■ Exercise instructions ■
[1] In the answer-processing passage, rewrite the paragraph that begins "Next, all NE–instances which are type compatible" as a bulleted list that keeps its main facts.
[2] Translate this sentence from the answer-processing passage into Spanish: "Each sentence is tagged with all NE–instances recognized by LingPipe during the document preprocessing phase."

■ Selected extract ■
■ ■ ■ ■ ■ ■ ■

Answer Processing The result of the information search is a set of N indexes (currently N=10), where each index is a pointer to a single sentence of an annotated document. Each sentence is tagged with all NE–instances recognized by LingPipe during the document preprocessing phase. Note that, because we do indexing on a sentence level (and not on a paragraph level as done in our Clef-2003 system) , we actually can take advantage of cross–document sentence–level redundancies.

Next, all NE–instances which are type compatible with the expected answer type of the question are selected as possible answer candidate. All identified exact answer candidates are stored in a global list together with its frequency counts (determined on basis of the selected N–sentences). During that step a similarity function is applied on the NE–instances in order to identify variants of the same name. Note that this means that the quality of the answer extraction step currently depends directly on the quality of the used NE–recognition system.

■ ■ ■ ■ ■ ■ ■

■ Provided data ■

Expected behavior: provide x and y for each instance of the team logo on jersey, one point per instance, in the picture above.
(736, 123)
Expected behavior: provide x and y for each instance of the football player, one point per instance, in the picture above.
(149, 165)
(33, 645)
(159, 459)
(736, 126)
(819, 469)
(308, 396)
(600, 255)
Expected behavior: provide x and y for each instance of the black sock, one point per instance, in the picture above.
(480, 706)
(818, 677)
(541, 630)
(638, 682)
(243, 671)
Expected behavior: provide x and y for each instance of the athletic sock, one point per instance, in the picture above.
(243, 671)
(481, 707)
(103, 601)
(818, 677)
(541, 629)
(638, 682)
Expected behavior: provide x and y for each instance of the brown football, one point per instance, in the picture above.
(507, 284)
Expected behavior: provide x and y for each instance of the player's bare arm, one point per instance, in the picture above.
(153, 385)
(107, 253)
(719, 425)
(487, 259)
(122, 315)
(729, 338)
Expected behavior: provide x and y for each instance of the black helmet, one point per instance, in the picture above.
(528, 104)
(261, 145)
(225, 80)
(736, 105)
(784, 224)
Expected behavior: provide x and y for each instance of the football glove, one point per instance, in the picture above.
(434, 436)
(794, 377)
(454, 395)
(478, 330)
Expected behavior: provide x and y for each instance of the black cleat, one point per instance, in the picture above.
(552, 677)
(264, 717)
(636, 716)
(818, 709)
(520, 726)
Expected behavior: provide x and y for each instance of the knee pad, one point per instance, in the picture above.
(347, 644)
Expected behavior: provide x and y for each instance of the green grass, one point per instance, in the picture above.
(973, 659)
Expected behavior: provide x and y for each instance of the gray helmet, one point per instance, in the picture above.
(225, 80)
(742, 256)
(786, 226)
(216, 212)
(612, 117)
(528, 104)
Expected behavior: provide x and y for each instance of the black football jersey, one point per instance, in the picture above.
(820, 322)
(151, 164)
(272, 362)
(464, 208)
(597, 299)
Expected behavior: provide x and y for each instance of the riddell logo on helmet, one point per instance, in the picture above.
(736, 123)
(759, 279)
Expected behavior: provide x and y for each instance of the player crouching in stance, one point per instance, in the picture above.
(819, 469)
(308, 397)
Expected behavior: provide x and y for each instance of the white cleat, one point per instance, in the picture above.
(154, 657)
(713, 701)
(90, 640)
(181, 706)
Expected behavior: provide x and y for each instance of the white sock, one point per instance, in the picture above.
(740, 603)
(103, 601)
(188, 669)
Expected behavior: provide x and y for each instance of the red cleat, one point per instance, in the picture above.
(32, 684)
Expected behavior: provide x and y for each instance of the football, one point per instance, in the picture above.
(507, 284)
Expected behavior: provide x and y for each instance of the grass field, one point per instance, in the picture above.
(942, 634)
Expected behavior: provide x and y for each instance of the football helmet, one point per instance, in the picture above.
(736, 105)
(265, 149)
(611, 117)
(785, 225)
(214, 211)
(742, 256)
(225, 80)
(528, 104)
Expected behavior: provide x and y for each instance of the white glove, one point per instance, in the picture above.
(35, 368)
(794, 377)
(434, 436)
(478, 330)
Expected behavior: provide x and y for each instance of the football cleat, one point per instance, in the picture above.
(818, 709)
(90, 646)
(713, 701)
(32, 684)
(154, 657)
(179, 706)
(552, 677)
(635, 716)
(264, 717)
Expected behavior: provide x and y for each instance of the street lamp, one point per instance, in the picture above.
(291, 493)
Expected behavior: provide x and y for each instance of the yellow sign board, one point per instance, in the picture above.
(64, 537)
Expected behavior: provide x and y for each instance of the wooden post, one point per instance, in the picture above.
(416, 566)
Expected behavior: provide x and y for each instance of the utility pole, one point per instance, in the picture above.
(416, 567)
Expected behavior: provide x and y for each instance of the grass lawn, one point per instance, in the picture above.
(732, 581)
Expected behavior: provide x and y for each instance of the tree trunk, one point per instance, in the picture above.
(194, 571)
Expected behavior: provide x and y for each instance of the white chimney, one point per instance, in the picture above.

■ ■ ■ ■ ■ ■ ■

■ Answers for this exercise ■
[1]
- NE-instances that are type-compatible with the expected answer type of the question are selected as possible answer candidates.
- All identified exact answer candidates are stored in a global list with their frequency counts, which are determined from the selected N sentences.
- A similarity function is applied to the NE-instances to identify variants of the same name.
- As a result, the quality of the answer extraction step currently depends directly on the quality of the NE-recognition system used.

[2] Cada oración está etiquetada con todas las instancias de NE reconocidas por LingPipe durante la fase de preprocesamiento de documentos.